** EXERCISES **
- a) From the news article on HIV testing, print the exact passage that starts with the words containing "The interview was" and ends with "for the virus.".
- b) In the news article on HIV testing, what is Mr. Yakubu Dramani's position?
- c) Write the next part of the news article on HIV testing in Ghana, picking up after its final sentence.

Get tested and know your HIV status – GAC 

By Philip Tengzu

Wa, (UW/R), Sept. 08, GNA – The Ghana Aids Commission (GAC) has advised the public to continue to get tested to know their Human Iimmunodeficiency Virus (HIV) status to enable them to take the necessary precautionary measures against the virus.  

“Everybody should get tested and know your HIV status; if you are positive, you go for, and adhere to your medication and if you are negative you take preventive measures not to be infected,” Mr. Yakubu Dramani, the Upper West Regional Technical Coordinator of the GAC, said. 

He said this in an interview with the Ghana News Agency (GNA) in Wa. 

The interview was in relation to the information released by the National Aids Control Programme (NACP), which suggested an increase in new HIV infections in the country.  

According to the data from the NACP, out of a total of 948,094 people who tested for HIV from January to June 2022, 23,495 representing about 2 per cent tested positive for the virus. 

Mr. Dramani, however, observed that the figure may not be entirely new infection as some people who had tested positive previously and known their HIV status might have gone back to test within the period but did not dispute the fact that new infections were on the rise against the GAC’s target of reducing it.

** SOURCE DATA **
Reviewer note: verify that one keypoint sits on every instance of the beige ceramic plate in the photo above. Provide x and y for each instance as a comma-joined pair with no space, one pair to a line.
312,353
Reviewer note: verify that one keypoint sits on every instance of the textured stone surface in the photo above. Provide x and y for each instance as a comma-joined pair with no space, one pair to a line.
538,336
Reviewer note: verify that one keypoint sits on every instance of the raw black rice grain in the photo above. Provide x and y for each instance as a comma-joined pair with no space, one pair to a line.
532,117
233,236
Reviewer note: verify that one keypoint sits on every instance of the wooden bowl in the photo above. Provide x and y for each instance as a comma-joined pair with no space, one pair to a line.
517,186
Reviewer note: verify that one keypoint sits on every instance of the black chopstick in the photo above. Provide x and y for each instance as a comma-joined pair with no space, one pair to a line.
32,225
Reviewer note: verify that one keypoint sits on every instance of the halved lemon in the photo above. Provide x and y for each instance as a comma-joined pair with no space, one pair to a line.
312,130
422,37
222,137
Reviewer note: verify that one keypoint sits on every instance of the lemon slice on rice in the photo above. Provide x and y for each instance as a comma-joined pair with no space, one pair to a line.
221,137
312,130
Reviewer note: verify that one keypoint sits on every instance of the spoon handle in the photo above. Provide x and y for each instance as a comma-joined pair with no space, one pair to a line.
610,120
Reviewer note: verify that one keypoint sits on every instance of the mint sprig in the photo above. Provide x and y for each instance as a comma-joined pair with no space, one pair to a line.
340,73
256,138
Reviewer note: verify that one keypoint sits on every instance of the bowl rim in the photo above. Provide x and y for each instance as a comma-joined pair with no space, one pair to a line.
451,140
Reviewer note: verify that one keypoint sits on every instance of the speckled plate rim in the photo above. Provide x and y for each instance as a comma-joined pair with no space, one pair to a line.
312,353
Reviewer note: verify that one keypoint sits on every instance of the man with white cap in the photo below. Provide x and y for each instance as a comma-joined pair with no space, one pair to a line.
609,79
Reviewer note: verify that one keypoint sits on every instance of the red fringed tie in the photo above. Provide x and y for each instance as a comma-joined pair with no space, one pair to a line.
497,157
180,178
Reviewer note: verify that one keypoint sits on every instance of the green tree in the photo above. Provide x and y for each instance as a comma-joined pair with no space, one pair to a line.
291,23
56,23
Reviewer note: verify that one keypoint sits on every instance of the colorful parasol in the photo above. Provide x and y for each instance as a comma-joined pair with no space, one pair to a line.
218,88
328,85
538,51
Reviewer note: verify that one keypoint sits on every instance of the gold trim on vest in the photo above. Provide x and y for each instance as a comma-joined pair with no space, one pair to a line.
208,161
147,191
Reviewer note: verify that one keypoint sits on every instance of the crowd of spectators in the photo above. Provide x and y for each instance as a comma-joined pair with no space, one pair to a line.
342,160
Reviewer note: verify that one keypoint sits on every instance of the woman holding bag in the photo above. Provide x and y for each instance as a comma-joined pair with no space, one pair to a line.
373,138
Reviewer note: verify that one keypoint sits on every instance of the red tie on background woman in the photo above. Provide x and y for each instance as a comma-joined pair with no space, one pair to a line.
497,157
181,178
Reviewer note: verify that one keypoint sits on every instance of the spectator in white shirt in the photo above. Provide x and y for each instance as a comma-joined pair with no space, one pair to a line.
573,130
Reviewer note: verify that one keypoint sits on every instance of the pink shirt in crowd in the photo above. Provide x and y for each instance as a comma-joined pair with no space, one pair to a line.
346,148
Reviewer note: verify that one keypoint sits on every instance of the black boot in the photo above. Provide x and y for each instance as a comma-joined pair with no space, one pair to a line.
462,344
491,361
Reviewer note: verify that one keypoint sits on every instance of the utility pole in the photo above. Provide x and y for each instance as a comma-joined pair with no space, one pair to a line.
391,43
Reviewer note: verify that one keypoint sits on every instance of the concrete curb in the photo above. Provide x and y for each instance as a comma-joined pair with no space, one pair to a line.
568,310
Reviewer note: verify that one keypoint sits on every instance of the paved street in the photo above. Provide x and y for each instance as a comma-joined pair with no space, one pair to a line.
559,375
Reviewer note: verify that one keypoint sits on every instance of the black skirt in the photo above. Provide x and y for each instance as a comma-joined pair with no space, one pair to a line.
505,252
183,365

** ANSWERS **
- a)
The interview was in relation to the information released by the National Aids Control Programme (NACP), which suggested an increase in new HIV infections in the country.  

According to the data from the NACP, out of a total of 948,094 people who tested for HIV from January to June 2022, 23,495 representing about 2 per cent tested positive for the virus.

- b) He is the Upper West Regional Technical Coordinator of the Ghana Aids Commission.

- c)
“What this tells us is that the newly infected people are still going up and the only way we can suppress and conquer this pandemic is to reduce the new infections; when the new infections are still going up it means we still have much work to do,” he explained.  

The GAC Technical Coordinator stated that the target was to reduce new HIV infections by about 80 per cent by the year 2020 but it seemed to be increasing astronomically. 

He said available data indicated that the HIV prevalence rate in the country stood at 1.68 per cent with about 346,120 people estimated to be living with HIV. 

He indicated that the data also pegged new HIV infections at 18,928 saying, “The most concerning thing is that young adults are becoming a vulnerable group.”  

“More than 5,211 of the new infections are aged between 15 to 24 years and about 83 per cent of those newly infected in this age group are females. 

“The likelihood of the young females spreading it is more because they are younger, they meet more people, and as we know, it spreads more through unprotected sex, and they may have more sex partners than the adult group over their lifetime,” he explained. 

Talking about the Upper West Region, Mr. Dramani said the prevalence rate in the region with the current data was 1.1 per cent, with an estimated 5,725 people living with the disease.  

He advised the public not to be complacent and to take precautionary measures seriously and appealed to the public not to stigmatize persons living with HIV, but to rather support and encourage them to go for medication to attain viral suppression. 

 “Our own discriminatory, stigmatizing attitude contributes hugely to the high new infections because the people are afraid to go for medications and keep spreading the virus,” he observed.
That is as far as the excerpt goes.